Top of THE DATA

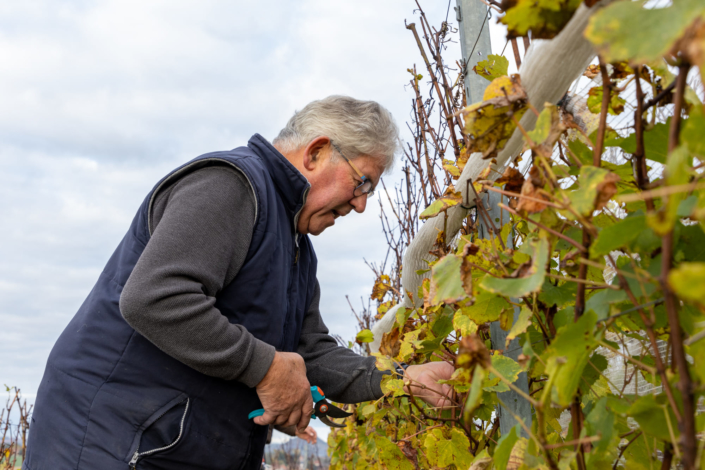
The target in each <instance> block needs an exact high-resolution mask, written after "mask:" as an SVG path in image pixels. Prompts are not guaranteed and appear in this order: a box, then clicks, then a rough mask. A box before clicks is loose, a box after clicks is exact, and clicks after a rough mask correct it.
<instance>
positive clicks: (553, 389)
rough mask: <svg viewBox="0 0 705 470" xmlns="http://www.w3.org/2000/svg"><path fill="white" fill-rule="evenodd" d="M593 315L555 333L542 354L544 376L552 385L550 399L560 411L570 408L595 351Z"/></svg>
mask: <svg viewBox="0 0 705 470" xmlns="http://www.w3.org/2000/svg"><path fill="white" fill-rule="evenodd" d="M596 324H597V315H596V314H595V313H594V312H587V313H585V314H584V315H583V316H581V317H580V318H579V319H578V321H577V322H575V323H570V324H568V325H566V326H564V327H563V328H561V329H559V330H558V334H557V335H556V338H555V339H554V341H553V342H552V343H551V345H550V346H548V347H547V348H546V351H545V352H544V362H545V363H546V373H547V374H548V375H549V376H550V377H551V379H552V381H553V387H552V389H551V391H550V392H551V399H552V400H553V401H554V402H555V403H557V404H558V405H560V406H562V407H566V406H568V405H570V403H571V402H572V400H573V395H575V392H576V391H577V390H578V386H579V385H580V377H581V376H582V372H583V369H584V368H585V365H586V364H587V361H588V358H589V357H590V354H591V353H592V350H593V349H594V347H595V345H596V344H595V340H594V338H593V336H592V332H593V330H594V329H595V325H596Z"/></svg>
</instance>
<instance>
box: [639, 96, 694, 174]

Bottom of THE DATA

■ **WHAT YOU HAVE TO DO**
Exactly reproduce the lines that run from the first line of the listing above to the line containing "positive clicks: (553, 389)", including both; omit the pictures.

■ **SOLUTION TO THIS TASK**
The target in each <instance> block needs an exact high-resolution mask, written after "mask:" as an SVG path in image pixels. Prompts are not guaranteed and appear in this order: a box, then clicks, then a rough mask. A box before clicks is loose, a box after clicks is exact, and clicks after a rough mask correct it.
<instance>
positive clicks: (553, 389)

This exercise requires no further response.